*** Text provided ***
With screening and early detection, colon cancers can very often be successfully treated and even prevented.Still, colon cancer kills more Americans than any other form of the disease except lung cancer. In Massachusetts, more than 3,500 new cases of colon cancer were diagnosed last year – approximately 1,100 of which will result in death.
In order to raise awareness about the fact that regular screening greatly improves people’s chances of living a normal, healthy life after colon cancer – and may even prevent the cancer from occurring – the Massachusetts Department of Public Health (DPH) is undertaking a public awareness campaign with a simple message: “Call your doctor to schedule a colon cancer test.”
All men and women who are 50 and older should call their doctor about a screening – nine out of 10 colon cancer cases are diagnosed in people older than 50.
Throughout the month of March, DPH will run radio and print ads in English and Spanish encouraging people to talk to their doctor about a colon cancer test. This DPH awareness campaign builds on the national “March Is Colorectal Cancer Awareness Month” effort, during which the Centers for Disease Control and Prevention (CDC) will be issuing public service announcements for TV, radio and print that feature celebrated actor Terrence Howard, who recently lost his mother to colon cancer.
“The test was not as bad as I thought it was going to be, “says Boston resident Greg West. “It can be scary thinking about it beforehand, but when it’s done you feel so much better.” West was diagnosed with colon cancer three years ago, and hopes that other African-American men will realize that colon cancer screening can save their lives. “The good news about getting screened is that problems can be found early, and guys won’t have to go through what I had to.” Now cancer free, West is grateful for the treatment he received and the time he now has to enjoy with his son.
“There is universal agreement in the medical community that any form of colon and rectal cancer screening is better than no screening at all,” said Paul C. Schroy III, MD, MPH, Professor of Medicine, Section of Gastroenterology, at Boston Medical Center. “Anyone age 50 and over, and those who have other risk factors, such as family history and ethnic predisposition, should pick up the phone today and speak with their doctor about colon cancer screening. While some people are reluctant to undergo screening due to feelings of embarrassment, it’s very wise to take advantage of screening. Screening not only increases the likelihood of detecting cancers at a curable stage, it can prevent the disease altogether by detecting precancerous polyps, which are common and cause no symptoms.”
*** End of Text provided ***
*** Records shown ***
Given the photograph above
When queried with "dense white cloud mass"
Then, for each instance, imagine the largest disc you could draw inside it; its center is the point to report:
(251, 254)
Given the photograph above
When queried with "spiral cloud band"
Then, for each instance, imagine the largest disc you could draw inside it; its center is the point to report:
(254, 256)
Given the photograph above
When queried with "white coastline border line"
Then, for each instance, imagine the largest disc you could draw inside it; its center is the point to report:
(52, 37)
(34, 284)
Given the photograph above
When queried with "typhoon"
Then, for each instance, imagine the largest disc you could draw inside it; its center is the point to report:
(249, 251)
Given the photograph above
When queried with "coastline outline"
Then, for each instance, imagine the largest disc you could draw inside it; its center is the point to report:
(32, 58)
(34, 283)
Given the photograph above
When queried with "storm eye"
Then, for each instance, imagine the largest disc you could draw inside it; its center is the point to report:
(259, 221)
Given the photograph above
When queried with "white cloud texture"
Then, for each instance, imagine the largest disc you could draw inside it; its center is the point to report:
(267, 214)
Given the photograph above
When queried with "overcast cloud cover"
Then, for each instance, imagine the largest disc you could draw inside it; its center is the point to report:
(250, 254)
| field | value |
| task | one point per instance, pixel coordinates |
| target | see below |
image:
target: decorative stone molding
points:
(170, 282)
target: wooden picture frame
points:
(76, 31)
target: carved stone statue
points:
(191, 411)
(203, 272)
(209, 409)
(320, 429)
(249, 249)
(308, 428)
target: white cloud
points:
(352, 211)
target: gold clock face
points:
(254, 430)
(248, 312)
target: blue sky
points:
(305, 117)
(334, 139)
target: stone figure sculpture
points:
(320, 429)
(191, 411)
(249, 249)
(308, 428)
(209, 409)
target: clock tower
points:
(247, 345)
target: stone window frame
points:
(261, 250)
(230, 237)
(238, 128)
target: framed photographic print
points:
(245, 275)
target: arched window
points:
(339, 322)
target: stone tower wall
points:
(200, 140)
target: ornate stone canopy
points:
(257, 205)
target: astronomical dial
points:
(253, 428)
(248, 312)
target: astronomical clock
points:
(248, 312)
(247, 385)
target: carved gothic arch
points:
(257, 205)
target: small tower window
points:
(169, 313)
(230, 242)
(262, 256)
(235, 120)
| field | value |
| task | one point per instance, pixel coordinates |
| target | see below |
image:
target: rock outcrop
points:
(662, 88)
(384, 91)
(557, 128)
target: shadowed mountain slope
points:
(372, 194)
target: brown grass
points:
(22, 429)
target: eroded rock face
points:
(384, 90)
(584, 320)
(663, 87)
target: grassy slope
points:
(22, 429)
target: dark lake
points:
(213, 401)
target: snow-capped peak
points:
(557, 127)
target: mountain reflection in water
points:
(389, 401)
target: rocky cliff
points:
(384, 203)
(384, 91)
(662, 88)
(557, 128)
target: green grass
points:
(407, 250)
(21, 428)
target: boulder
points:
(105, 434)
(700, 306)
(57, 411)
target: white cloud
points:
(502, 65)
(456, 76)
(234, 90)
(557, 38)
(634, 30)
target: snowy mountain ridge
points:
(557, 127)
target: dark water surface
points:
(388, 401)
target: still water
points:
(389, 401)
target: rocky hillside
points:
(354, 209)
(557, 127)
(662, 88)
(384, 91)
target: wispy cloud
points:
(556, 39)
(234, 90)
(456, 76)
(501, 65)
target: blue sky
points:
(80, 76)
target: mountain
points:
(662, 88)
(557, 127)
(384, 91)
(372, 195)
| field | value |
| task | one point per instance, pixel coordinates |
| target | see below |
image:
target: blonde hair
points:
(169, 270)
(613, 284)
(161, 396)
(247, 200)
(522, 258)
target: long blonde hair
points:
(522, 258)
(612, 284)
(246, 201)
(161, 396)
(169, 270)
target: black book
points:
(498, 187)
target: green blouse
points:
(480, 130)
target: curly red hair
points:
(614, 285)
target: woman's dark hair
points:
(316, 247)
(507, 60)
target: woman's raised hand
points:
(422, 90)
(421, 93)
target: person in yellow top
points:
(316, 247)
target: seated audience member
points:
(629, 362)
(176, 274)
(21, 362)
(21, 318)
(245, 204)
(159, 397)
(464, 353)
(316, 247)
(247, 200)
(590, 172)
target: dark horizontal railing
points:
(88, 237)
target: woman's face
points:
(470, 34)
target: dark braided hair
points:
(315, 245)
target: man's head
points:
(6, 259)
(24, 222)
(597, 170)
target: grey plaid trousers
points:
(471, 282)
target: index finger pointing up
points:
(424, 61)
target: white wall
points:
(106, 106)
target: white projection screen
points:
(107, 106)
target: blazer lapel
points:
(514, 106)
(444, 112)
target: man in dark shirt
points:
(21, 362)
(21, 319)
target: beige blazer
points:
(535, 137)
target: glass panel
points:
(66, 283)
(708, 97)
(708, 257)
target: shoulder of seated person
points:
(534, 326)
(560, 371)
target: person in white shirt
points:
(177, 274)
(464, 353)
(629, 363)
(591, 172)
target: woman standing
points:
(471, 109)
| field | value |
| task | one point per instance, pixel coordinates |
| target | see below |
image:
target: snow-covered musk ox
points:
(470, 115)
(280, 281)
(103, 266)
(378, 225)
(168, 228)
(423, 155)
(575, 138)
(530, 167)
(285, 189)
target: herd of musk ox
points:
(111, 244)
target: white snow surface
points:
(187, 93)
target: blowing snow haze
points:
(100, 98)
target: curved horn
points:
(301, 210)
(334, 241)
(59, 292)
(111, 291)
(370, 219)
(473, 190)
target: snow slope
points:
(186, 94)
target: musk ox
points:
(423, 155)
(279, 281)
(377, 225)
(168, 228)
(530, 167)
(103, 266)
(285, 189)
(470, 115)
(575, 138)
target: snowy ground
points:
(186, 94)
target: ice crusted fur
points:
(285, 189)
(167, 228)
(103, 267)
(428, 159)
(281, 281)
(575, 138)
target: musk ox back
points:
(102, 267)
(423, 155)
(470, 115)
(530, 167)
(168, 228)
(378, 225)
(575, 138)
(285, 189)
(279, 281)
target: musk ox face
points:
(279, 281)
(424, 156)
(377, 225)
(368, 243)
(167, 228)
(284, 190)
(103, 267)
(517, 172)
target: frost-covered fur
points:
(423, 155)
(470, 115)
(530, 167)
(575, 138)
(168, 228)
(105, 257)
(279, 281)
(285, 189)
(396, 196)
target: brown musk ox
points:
*** End of Records shown ***
◆ What you need to do:
Please copy out the entire text on colon cancer screening word for word. These items come from a separate source.

◆ Answer:
With screening and early detection, colon cancers can very often be successfully treated and even prevented.Still, colon cancer kills more Americans than any other form of the disease except lung cancer. In Massachusetts, more than 3,500 new cases of colon cancer were diagnosed last year – approximately 1,100 of which will result in death.
In order to raise awareness about the fact that regular screening greatly improves people’s chances of living a normal, healthy life after colon cancer – and may even prevent the cancer from occurring – the Massachusetts Department of Public Health (DPH) is undertaking a public awareness campaign with a simple message: “Call your doctor to schedule a colon cancer test.”
All men and women who are 50 and older should call their doctor about a screening – nine out of 10 colon cancer cases are diagnosed in people older than 50.
Throughout the month of March, DPH will run radio and print ads in English and Spanish encouraging people to talk to their doctor about a colon cancer test. This DPH awareness campaign builds on the national “March Is Colorectal Cancer Awareness Month” effort, during which the Centers for Disease Control and Prevention (CDC) will be issuing public service announcements for TV, radio and print that feature celebrated actor Terrence Howard, who recently lost his mother to colon cancer.
“The test was not as bad as I thought it was going to be, “says Boston resident Greg West. “It can be scary thinking about it beforehand, but when it’s done you feel so much better.” West was diagnosed with colon cancer three years ago, and hopes that other African-American men will realize that colon cancer screening can save their lives. “The good news about getting screened is that problems can be found early, and guys won’t have to go through what I had to.” Now cancer free, West is grateful for the treatment he received and the time he now has to enjoy with his son.
“There is universal agreement in the medical community that any form of colon and rectal cancer screening is better than no screening at all,” said Paul C. Schroy III, MD, MPH, Professor of Medicine, Section of Gastroenterology, at Boston Medical Center. “Anyone age 50 and over, and those who have other risk factors, such as family history and ethnic predisposition, should pick up the phone today and speak with their doctor about colon cancer screening. While some people are reluctant to undergo screening due to feelings of embarrassment, it’s very wise to take advantage of screening. Screening not only increases the likelihood of detecting cancers at a curable stage, it can prevent the disease altogether by detecting precancerous polyps, which are common and cause no symptoms.”